** start of DATA FOR THE TASK **

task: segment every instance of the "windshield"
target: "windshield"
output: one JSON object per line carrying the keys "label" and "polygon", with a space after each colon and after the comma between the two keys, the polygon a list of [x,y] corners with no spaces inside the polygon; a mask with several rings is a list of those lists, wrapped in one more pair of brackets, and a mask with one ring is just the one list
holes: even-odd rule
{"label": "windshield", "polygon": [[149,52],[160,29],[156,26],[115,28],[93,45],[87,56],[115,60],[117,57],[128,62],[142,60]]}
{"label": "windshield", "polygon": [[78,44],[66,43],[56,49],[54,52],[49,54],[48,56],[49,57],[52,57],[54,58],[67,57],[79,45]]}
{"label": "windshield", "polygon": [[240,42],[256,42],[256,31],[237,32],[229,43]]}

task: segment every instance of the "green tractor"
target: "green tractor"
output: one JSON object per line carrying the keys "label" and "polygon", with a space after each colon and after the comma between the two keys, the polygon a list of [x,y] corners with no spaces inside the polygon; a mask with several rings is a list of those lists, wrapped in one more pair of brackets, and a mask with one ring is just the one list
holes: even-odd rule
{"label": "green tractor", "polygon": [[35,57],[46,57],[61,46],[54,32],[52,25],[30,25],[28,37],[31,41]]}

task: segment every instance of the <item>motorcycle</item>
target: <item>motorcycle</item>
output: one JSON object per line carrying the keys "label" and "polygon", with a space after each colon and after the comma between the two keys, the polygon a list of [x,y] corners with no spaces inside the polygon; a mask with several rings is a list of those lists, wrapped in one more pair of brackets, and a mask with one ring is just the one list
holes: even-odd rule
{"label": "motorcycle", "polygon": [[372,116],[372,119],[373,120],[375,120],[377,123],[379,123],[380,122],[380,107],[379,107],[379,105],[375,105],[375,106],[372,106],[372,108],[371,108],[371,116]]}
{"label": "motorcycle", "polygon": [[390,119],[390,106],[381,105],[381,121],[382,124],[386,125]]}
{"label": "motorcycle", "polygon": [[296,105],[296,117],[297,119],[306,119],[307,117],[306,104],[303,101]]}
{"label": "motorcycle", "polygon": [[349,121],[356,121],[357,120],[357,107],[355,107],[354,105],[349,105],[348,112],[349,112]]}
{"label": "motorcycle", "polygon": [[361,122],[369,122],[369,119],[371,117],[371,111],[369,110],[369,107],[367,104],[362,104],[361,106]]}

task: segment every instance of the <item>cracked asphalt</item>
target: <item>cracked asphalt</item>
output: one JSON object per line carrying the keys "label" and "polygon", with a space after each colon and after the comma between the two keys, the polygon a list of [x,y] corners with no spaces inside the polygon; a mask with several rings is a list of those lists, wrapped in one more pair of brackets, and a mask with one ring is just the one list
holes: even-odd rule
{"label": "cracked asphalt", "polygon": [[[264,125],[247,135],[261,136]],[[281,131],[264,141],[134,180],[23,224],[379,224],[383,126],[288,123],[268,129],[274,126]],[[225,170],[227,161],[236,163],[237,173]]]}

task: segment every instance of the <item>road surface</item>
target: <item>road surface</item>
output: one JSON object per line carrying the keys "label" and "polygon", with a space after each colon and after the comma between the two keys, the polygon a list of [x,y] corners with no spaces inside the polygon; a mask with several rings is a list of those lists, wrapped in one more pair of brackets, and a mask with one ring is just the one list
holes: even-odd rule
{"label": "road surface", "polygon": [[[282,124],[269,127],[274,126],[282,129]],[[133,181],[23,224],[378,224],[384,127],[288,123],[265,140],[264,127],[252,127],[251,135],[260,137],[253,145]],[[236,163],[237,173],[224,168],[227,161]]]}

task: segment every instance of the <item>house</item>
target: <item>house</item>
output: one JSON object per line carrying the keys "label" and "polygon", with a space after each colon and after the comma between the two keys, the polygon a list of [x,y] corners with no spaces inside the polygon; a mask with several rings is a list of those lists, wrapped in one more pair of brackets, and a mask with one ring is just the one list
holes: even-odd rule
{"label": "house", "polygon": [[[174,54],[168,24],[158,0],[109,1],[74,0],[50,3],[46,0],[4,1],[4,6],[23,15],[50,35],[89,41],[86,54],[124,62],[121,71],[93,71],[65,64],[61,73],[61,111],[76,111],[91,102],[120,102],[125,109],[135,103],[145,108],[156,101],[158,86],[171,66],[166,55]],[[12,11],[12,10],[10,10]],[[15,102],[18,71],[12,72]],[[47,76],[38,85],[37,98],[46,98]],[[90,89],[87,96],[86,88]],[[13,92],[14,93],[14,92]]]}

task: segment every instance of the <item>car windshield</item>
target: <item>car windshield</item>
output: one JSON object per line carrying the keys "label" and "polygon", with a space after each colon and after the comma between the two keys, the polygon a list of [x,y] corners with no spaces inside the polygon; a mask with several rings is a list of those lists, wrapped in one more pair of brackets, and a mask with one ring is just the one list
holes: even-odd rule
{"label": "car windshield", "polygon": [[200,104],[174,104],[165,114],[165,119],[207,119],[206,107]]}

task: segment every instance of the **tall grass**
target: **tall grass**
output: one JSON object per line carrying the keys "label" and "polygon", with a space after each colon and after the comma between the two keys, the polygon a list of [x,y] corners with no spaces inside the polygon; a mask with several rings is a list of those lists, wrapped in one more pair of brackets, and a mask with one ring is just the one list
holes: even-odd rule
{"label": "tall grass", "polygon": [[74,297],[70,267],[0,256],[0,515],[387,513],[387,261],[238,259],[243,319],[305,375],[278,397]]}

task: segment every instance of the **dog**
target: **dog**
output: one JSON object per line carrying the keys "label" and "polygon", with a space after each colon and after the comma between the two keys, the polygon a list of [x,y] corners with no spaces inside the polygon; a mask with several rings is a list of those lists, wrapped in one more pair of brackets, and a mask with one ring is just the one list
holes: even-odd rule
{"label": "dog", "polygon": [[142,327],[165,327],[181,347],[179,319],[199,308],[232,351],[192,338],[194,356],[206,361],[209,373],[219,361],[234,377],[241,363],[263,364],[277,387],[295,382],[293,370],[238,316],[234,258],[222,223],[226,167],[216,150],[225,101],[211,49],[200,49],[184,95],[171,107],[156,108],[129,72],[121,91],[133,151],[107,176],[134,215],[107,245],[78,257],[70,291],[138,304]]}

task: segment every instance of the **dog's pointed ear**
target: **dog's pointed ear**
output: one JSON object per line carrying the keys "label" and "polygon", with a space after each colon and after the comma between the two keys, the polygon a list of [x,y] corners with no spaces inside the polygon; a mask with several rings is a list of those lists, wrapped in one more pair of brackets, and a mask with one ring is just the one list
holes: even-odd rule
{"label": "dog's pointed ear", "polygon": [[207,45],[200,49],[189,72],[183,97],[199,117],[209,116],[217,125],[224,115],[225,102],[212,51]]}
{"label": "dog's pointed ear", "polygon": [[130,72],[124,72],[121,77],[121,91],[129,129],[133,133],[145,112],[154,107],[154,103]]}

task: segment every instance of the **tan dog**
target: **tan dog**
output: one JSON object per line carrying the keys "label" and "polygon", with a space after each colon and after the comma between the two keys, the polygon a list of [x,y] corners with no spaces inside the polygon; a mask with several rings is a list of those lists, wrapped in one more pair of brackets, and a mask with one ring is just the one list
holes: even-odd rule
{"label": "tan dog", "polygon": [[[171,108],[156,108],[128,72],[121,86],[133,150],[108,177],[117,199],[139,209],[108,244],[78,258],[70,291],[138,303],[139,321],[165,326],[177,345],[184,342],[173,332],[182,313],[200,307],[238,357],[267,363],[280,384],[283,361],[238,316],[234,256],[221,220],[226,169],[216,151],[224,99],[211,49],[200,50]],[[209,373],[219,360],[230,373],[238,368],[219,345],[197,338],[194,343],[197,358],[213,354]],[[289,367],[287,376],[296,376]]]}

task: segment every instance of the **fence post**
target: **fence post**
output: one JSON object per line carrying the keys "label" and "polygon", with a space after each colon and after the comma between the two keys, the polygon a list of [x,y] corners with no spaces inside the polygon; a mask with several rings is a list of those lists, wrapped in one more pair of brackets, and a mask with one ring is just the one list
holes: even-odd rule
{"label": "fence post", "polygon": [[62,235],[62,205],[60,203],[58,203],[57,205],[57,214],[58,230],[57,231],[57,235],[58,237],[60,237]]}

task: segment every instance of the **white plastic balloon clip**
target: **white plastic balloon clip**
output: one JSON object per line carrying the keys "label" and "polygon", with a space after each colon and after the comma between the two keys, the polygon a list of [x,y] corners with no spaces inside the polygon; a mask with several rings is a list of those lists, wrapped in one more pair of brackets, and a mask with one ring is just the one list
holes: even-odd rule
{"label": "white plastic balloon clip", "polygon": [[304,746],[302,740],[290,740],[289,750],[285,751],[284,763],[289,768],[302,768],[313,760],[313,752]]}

** end of DATA FOR THE TASK **

● BRIEF:
Update the records starting at the line that contains "task: segment every instance of the <item>motorcycle</item>" and ending at the line that contains "target: <item>motorcycle</item>" by swapping "motorcycle" for "scooter" and leaving everything else unchanged. Give back only those lines.

● TASK OUTPUT:
task: segment every instance of the <item>scooter</item>
target: <item>scooter</item>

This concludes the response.